====== Given text ======

What is the VIX-recession probability disconnect?+
When recession probability indices rise but VIX stays low, the divergence indicates fundamentals deteriorating faster than markets are pricing. Historical examples: the 2007 to 2008 cycle (recession probability rose to 60 percent by mid-2008 while VIX stayed near 20 until Lehman failed in September 2008); the 2024 cycle (recession probability rose to 50 percent in mid-2024 while VIX averaged 14 to 17). The 2008 episode resolved with massive VIX spike; the 2024 episode resolved without recession (the false positive). The disconnect itself is informative: when it persists for 6+ months, forward equity returns have historically been below average.

======

> **Exercise objective**: Rewrite the stretch of the VIX passage from "What is the" through "been below average.", replacing "disconnect" with "mismatch". The data after this point is separate from the VIX passage.

====== Entries provided ======

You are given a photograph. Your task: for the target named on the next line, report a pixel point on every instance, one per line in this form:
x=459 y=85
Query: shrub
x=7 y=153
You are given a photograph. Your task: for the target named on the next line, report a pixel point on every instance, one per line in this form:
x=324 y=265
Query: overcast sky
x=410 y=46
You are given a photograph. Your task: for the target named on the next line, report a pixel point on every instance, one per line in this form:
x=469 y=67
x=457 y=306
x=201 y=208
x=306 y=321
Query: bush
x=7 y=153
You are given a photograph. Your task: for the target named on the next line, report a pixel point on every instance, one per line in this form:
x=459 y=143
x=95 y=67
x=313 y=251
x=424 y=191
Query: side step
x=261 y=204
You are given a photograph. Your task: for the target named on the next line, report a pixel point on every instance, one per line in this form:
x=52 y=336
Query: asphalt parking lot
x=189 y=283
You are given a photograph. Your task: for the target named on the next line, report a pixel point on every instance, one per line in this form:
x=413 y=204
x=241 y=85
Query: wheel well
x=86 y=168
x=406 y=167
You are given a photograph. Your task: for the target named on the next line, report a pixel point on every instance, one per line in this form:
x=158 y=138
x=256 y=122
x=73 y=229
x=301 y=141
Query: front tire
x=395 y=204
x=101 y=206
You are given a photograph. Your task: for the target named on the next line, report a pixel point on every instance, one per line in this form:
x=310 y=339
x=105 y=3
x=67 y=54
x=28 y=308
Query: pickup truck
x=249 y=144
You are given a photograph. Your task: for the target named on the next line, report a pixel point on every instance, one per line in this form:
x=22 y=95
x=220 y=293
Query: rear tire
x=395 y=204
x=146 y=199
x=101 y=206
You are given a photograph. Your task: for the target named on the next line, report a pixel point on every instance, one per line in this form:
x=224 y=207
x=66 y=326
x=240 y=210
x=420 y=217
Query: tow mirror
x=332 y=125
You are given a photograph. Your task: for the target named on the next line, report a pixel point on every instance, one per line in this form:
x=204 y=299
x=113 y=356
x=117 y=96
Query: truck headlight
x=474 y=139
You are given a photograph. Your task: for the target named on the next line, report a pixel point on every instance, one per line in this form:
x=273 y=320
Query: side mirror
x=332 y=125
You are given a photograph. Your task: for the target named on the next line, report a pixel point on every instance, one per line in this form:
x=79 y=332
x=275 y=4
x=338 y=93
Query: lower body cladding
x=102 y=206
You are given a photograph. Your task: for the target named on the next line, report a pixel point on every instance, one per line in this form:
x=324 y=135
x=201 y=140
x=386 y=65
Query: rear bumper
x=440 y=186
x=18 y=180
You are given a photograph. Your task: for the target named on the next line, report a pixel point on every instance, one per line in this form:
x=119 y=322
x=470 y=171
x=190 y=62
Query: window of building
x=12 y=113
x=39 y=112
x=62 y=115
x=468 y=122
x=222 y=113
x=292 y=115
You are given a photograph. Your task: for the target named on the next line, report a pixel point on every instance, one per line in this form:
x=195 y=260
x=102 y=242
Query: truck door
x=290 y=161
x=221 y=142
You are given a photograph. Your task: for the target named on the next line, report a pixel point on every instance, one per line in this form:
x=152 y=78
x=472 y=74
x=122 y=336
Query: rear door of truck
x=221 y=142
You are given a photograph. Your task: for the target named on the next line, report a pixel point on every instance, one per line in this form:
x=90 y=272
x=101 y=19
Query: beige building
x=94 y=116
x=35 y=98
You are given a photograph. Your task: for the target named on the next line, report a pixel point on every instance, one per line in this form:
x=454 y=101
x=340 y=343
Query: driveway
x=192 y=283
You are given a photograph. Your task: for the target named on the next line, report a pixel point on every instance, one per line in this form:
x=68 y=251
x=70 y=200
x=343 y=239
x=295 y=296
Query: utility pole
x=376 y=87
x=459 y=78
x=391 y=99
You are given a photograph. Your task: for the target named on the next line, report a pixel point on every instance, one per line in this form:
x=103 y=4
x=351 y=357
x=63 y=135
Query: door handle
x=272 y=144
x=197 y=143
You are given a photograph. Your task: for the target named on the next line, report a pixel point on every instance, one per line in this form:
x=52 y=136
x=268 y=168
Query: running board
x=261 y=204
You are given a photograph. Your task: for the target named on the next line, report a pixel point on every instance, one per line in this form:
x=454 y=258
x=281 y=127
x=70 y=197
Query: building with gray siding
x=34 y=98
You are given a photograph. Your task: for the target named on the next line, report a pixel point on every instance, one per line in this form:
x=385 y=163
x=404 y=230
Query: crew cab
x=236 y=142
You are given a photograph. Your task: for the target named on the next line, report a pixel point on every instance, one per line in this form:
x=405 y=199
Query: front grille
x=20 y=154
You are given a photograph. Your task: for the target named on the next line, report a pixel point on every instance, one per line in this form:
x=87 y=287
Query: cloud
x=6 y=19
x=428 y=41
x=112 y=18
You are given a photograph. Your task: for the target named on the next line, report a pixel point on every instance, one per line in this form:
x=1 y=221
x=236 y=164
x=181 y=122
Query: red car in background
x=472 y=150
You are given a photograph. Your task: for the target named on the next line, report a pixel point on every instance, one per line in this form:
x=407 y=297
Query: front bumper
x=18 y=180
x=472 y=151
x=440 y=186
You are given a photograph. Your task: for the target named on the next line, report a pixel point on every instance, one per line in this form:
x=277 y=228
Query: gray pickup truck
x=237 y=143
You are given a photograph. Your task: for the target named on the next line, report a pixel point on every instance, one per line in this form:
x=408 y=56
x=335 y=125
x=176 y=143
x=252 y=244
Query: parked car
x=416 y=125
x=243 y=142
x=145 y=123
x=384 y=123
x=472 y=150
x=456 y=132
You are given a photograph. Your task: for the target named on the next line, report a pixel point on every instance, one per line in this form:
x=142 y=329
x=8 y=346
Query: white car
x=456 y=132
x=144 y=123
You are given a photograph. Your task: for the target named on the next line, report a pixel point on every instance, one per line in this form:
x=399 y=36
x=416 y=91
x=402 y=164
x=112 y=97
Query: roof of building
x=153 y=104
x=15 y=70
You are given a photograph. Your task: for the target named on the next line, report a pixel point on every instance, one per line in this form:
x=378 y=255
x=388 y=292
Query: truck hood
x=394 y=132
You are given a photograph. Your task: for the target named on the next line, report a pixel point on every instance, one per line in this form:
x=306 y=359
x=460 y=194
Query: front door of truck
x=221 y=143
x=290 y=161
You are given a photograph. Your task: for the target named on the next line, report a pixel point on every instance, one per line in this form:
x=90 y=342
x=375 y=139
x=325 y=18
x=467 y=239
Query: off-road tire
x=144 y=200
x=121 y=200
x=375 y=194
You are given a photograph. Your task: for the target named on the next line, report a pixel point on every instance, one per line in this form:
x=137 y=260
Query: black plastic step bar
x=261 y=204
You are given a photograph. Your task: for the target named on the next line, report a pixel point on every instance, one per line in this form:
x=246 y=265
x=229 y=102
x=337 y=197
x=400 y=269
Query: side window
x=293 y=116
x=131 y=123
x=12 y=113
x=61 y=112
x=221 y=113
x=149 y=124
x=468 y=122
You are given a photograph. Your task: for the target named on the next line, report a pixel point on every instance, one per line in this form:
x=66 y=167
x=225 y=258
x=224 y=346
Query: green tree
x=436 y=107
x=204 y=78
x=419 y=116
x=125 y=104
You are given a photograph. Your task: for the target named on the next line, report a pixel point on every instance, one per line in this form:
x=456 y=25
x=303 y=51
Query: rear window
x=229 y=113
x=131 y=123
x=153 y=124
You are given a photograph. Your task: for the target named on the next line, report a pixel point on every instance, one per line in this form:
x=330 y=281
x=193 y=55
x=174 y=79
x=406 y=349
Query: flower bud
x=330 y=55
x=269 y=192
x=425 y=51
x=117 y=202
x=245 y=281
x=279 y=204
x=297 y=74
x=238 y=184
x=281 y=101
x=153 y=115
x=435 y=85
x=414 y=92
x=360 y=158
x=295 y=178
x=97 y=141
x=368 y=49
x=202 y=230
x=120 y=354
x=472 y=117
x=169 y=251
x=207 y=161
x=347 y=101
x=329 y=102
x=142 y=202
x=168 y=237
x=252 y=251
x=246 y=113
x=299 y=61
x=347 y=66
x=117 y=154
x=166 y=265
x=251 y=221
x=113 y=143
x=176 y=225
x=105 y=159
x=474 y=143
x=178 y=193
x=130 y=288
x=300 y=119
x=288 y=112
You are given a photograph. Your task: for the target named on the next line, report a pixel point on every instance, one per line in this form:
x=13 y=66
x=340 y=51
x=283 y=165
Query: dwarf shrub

======

> **Written reply**:
What is the VIX-recession probability mismatch?+
When recession probability indices rise but VIX stays low, the divergence indicates fundamentals deteriorating faster than markets are pricing. Historical examples: the 2007 to 2008 cycle (recession probability rose to 60 percent by mid-2008 while VIX stayed near 20 until Lehman failed in September 2008); the 2024 cycle (recession probability rose to 50 percent in mid-2024 while VIX averaged 14 to 17). The 2008 episode resolved with massive VIX spike; the 2024 episode resolved without recession (the false positive). The mismatch itself is informative: when it persists for 6+ months, forward equity returns have historically been below average.